» Request
Please copy the records starting at the first line and ending at the line that contains "(1085, 702)", replacing "green foliage" with "green leaves" and leaving everything else unchanged.

---------- Given data

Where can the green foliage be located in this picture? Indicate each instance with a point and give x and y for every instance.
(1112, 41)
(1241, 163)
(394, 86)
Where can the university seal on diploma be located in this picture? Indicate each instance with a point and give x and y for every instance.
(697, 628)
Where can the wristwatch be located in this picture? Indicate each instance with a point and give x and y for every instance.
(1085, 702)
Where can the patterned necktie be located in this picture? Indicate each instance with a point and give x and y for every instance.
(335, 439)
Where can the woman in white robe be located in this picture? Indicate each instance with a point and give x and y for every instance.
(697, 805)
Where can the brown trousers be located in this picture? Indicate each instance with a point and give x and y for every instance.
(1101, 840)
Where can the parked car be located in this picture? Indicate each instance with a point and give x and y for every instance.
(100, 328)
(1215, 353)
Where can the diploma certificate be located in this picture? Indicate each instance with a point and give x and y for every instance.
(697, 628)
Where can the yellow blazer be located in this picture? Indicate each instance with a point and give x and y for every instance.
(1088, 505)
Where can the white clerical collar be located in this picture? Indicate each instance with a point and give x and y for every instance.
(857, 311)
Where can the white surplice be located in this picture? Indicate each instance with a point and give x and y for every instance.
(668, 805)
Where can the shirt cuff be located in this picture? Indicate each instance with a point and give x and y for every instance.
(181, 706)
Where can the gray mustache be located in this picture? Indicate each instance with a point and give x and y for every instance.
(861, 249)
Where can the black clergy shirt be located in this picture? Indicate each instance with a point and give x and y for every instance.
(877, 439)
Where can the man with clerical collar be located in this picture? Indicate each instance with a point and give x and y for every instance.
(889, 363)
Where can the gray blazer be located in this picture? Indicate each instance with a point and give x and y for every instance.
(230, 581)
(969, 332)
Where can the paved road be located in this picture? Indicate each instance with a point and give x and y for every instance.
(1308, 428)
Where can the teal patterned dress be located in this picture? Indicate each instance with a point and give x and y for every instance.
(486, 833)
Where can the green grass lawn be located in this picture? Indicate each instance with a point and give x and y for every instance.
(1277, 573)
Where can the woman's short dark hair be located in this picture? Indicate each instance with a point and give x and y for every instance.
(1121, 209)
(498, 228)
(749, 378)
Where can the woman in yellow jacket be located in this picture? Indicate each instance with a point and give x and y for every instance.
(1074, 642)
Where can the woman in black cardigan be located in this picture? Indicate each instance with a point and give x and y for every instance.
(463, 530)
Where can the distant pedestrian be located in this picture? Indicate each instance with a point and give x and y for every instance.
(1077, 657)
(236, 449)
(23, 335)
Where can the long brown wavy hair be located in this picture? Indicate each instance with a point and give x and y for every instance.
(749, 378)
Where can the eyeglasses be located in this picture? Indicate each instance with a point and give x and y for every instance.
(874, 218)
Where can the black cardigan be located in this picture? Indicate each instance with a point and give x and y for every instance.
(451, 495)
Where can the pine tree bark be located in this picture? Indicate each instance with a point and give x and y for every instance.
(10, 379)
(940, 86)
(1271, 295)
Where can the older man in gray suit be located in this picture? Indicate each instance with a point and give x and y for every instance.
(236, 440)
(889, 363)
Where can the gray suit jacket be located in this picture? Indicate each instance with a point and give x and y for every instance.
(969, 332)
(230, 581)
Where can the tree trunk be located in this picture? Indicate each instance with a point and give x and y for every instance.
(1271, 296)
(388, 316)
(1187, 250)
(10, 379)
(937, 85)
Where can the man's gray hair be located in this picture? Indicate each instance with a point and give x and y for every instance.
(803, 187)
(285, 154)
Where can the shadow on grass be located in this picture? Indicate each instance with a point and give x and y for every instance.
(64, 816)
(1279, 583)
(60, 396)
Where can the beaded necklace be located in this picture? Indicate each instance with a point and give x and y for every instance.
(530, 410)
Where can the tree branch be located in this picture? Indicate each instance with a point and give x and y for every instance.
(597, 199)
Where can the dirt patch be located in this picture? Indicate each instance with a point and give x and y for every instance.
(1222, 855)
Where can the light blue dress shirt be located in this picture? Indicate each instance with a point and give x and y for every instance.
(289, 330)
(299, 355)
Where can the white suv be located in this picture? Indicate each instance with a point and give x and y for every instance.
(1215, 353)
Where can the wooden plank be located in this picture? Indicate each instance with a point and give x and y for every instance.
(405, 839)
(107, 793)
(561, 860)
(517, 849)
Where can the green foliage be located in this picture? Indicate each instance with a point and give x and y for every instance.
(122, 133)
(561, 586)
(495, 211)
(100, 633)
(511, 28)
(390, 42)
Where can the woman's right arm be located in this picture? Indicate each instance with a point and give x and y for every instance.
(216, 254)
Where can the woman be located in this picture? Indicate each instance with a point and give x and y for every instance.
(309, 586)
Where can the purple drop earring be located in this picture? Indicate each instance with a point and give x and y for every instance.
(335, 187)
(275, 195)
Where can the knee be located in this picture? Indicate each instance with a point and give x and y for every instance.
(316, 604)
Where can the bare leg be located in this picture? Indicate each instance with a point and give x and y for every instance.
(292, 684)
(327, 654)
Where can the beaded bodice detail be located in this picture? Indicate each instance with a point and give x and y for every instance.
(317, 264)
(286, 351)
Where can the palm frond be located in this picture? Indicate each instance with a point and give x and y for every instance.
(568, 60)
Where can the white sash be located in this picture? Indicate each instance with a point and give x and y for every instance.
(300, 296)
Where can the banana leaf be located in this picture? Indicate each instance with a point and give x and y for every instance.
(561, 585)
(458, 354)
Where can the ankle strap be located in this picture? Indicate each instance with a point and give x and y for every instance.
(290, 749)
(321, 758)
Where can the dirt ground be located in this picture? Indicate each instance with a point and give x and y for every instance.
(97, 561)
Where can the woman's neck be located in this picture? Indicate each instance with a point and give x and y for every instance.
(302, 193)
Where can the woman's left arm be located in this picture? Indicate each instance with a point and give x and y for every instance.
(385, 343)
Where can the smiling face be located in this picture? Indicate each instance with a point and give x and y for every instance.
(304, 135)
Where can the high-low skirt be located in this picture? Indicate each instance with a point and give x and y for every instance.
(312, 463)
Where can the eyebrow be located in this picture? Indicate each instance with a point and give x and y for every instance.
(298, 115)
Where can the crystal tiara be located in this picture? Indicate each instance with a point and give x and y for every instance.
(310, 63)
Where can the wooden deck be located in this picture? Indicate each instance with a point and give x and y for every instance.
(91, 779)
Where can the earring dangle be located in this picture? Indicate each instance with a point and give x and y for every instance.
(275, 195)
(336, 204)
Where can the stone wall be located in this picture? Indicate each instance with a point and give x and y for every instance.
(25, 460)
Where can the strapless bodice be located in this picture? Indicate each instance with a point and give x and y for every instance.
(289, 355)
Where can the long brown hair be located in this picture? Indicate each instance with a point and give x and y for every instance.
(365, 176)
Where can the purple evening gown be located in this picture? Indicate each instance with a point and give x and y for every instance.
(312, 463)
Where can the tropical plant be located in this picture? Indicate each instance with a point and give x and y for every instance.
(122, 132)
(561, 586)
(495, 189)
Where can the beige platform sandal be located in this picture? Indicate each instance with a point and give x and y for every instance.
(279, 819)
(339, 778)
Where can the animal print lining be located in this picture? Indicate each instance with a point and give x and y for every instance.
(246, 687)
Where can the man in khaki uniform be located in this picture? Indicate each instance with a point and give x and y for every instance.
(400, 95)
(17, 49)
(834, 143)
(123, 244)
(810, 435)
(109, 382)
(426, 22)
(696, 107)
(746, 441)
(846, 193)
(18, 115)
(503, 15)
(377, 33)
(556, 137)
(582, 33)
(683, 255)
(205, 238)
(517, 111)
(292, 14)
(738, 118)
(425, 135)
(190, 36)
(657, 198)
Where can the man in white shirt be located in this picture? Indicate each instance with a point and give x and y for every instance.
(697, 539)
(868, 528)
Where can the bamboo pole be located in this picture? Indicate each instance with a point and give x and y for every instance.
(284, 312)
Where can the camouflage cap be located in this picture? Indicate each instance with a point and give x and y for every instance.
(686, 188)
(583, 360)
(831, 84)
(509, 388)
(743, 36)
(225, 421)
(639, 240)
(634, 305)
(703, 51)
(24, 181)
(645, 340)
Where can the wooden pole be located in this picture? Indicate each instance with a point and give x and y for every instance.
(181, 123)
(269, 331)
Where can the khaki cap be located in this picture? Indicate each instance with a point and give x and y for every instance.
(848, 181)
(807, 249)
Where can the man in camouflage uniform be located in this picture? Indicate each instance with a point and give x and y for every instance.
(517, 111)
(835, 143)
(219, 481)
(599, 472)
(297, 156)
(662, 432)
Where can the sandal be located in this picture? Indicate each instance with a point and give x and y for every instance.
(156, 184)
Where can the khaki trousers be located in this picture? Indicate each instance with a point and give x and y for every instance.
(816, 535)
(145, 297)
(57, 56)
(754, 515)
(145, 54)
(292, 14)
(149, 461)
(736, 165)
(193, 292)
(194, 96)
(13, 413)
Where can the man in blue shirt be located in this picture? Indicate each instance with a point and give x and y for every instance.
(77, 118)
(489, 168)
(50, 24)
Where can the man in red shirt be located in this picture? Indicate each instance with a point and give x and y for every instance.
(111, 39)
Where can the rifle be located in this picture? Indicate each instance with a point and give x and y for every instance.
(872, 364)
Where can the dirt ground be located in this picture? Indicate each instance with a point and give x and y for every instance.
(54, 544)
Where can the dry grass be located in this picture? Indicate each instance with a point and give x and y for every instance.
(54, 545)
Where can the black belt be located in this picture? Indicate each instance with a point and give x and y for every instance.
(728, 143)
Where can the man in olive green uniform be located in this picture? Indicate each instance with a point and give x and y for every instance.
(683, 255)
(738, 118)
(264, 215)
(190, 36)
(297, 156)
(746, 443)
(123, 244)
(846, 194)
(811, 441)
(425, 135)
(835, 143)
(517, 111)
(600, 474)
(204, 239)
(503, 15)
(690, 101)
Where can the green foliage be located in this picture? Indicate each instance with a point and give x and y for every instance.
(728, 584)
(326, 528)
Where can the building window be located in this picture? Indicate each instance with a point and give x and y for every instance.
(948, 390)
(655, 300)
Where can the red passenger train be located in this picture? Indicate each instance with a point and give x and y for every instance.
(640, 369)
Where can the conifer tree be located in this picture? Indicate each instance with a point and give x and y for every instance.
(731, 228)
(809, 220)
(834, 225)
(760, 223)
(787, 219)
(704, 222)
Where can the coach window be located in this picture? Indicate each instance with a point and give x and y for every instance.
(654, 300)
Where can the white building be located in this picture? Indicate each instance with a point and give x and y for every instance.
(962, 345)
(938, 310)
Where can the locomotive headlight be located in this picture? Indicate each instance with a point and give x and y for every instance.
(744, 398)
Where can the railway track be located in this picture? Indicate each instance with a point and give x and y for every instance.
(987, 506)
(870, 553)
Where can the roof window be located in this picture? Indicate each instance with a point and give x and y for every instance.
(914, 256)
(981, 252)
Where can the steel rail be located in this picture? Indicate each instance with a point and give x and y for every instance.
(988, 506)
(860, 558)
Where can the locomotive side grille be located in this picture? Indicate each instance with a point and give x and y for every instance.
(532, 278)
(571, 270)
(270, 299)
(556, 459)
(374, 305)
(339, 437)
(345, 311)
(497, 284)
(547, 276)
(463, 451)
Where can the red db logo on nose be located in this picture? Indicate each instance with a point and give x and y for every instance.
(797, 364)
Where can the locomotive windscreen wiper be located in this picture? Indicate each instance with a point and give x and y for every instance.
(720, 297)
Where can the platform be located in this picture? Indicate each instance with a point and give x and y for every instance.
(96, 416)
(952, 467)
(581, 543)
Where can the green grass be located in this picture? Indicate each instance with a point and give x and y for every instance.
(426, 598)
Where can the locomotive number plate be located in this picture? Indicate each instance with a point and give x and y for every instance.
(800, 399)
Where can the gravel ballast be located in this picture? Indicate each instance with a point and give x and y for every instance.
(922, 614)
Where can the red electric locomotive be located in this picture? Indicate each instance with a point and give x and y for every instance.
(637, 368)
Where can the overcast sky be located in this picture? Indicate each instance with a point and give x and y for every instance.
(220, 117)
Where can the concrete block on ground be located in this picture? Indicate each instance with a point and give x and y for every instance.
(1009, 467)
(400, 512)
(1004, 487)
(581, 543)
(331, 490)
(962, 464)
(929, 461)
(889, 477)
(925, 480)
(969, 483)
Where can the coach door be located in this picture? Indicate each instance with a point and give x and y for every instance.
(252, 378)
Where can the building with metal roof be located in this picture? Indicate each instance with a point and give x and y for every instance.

--------------------

» Answer for the task
Where can the green leaves be located in this picture? Indicate each instance with a point and give x and y for every instance.
(1112, 41)
(1241, 163)
(394, 86)
Where can the university seal on diploma be located in this picture? Indicate each instance with a point and give x and y for every instance.
(697, 628)
Where can the wristwatch be located in this picture? Indicate each instance with a point and give x and y for every instance.
(1085, 702)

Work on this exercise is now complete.